TASK BRIEF – Find every line in the items below that contains the word "player" and copy each of those lines. Uppercase and lowercase letters count as different.

### EXTRACTED INFORMATION

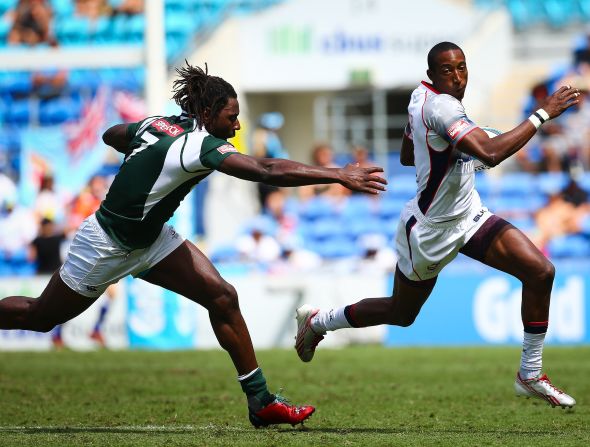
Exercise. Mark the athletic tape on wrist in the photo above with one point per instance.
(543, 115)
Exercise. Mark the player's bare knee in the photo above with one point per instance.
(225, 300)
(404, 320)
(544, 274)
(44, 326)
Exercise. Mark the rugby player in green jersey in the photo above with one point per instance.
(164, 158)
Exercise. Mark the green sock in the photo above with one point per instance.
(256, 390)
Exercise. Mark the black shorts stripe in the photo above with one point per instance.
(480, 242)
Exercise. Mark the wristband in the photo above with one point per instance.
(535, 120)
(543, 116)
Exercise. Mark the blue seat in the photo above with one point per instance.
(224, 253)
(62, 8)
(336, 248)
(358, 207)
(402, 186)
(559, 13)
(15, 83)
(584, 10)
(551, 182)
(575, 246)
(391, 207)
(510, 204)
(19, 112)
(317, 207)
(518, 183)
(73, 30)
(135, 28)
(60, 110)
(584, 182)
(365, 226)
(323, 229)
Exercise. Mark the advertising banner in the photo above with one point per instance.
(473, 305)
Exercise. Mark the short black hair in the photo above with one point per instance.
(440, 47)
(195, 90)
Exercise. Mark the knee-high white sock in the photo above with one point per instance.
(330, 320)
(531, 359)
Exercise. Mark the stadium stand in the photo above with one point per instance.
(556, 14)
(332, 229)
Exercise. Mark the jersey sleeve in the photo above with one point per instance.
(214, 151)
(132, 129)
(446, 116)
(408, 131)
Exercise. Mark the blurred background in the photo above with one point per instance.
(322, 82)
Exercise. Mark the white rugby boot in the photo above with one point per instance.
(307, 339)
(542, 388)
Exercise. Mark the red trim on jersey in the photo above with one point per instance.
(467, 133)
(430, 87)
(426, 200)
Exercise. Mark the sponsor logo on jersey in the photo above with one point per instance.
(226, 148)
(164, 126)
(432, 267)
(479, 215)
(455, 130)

######
### EXTRACTED INFORMATION

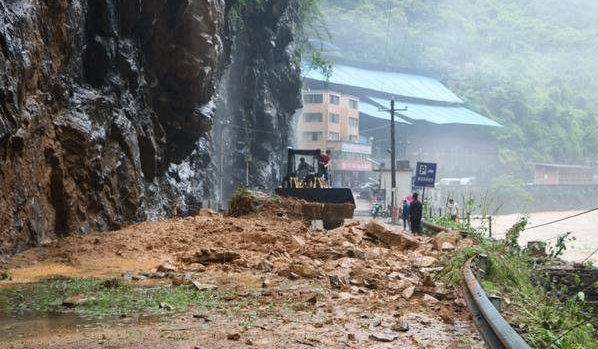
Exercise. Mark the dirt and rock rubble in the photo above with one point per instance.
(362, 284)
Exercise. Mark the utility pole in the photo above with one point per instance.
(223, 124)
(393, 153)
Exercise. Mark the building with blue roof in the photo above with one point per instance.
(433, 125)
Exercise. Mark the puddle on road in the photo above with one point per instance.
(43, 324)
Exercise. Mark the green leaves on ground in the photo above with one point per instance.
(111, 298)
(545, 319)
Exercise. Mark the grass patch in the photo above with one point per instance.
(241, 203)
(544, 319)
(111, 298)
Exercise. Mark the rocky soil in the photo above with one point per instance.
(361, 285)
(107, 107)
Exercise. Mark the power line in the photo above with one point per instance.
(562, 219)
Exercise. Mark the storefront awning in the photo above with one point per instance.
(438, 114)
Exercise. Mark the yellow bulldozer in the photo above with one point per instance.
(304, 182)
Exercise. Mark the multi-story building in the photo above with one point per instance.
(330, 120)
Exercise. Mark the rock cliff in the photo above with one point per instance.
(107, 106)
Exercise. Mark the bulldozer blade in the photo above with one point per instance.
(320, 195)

######

RESPONSE TO THE EXERCISE –
Exercise. Mark the player's bare knee in the photo above with one point per instance.
Exercise. Mark the rugby player in green jersey in the photo above with one point per instance.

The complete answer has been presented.